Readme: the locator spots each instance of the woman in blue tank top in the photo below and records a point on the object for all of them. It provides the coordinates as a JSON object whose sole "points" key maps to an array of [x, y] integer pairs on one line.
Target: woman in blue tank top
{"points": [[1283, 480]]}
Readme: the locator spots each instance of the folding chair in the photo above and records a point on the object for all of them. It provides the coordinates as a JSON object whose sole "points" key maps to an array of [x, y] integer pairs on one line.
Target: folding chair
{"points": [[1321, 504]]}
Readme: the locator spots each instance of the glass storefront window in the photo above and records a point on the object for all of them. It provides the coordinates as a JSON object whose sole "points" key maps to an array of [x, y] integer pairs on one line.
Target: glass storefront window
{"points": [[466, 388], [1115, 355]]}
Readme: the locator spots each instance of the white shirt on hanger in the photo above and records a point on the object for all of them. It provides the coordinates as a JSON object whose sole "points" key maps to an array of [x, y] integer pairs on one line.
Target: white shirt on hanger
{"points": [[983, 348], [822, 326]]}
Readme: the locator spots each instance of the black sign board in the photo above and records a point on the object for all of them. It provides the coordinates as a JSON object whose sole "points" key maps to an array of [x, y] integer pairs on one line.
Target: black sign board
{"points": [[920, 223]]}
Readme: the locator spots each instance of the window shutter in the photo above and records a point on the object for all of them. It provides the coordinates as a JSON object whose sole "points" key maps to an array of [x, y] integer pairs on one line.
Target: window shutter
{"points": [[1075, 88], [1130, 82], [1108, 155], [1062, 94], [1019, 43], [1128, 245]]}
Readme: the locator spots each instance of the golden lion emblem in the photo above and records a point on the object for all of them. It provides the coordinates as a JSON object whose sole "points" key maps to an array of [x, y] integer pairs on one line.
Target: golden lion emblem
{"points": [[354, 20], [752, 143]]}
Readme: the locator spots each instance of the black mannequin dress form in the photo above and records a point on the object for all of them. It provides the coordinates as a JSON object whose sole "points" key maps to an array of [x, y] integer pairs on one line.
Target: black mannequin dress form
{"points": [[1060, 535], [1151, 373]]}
----------
> _Task to complete_: Retyping every entry exactly is the whole of the task.

> _Answer space_:
Readme: the locator spots each instance of the woman in blue tank top in the photo below and records a point on the object for all of them. It provides the coordinates as a JSON object whose sole "points" key maps to an array of [x, y] integer pairs on one line.
Target: woman in blue tank top
{"points": [[1283, 480]]}
Readme: the locator spots each instance of the folding chair in the photo above and records a point on the object for all of them. It provides the coordinates as a JSON object whose sole "points" key maps to an array of [x, y] integer pairs on one line.
Target: folding chair
{"points": [[1321, 504]]}
Readme: the locator spots each instance of the glass storefront window in the photo above and records a point on the object for all of them. It provides the coordinates as a JSON object whose sole "points" key maps to an array of [x, y] integer pairs on one line.
Target: glass storefront window
{"points": [[466, 388], [1115, 355]]}
Readme: the locator spots each instance of the white shirt on hanger in the photo above and records a point on the object for all of them. It provides the coordinates as a JSON object whose sole "points" key maps to an array of [x, y] integer pairs on one line.
Target: white shirt on hanger
{"points": [[983, 348], [822, 326]]}
Readme: the locator spots each instance of the black sign board in the photo above and records a point on the object for all of them. It provides the coordinates as a JSON object whose sole "points" key maps to an array of [x, y] integer pairs on one line.
Target: black sign board
{"points": [[920, 223]]}
Readme: the locator spots each instance of the window shutter in the photo above and records a point on the object for all of them. It provides the coordinates as a JSON object whose sole "points" key maps to an array of [x, y] integer pairs on one line.
Target: window shutter
{"points": [[1075, 88], [1130, 82], [1108, 155], [1062, 94], [1019, 43], [1128, 245]]}
Readme: the locator spots each instance of the golden lion emblem in the photo above and records a point on the object for all of them. It provides the coordinates as a JSON object whose sole "points" key maps to an array of [x, y] integer pairs on one line.
Target: golden lion emblem
{"points": [[354, 20], [752, 143]]}
Readme: the locator spots each instance of the black mannequin dress form in the photo above and records a point on the object for all of them. It provides the coordinates as a JSON object whose sole "points" key maps to an array of [x, y] integer pairs on one line.
Target: black mannequin dress form
{"points": [[1060, 535], [1151, 373]]}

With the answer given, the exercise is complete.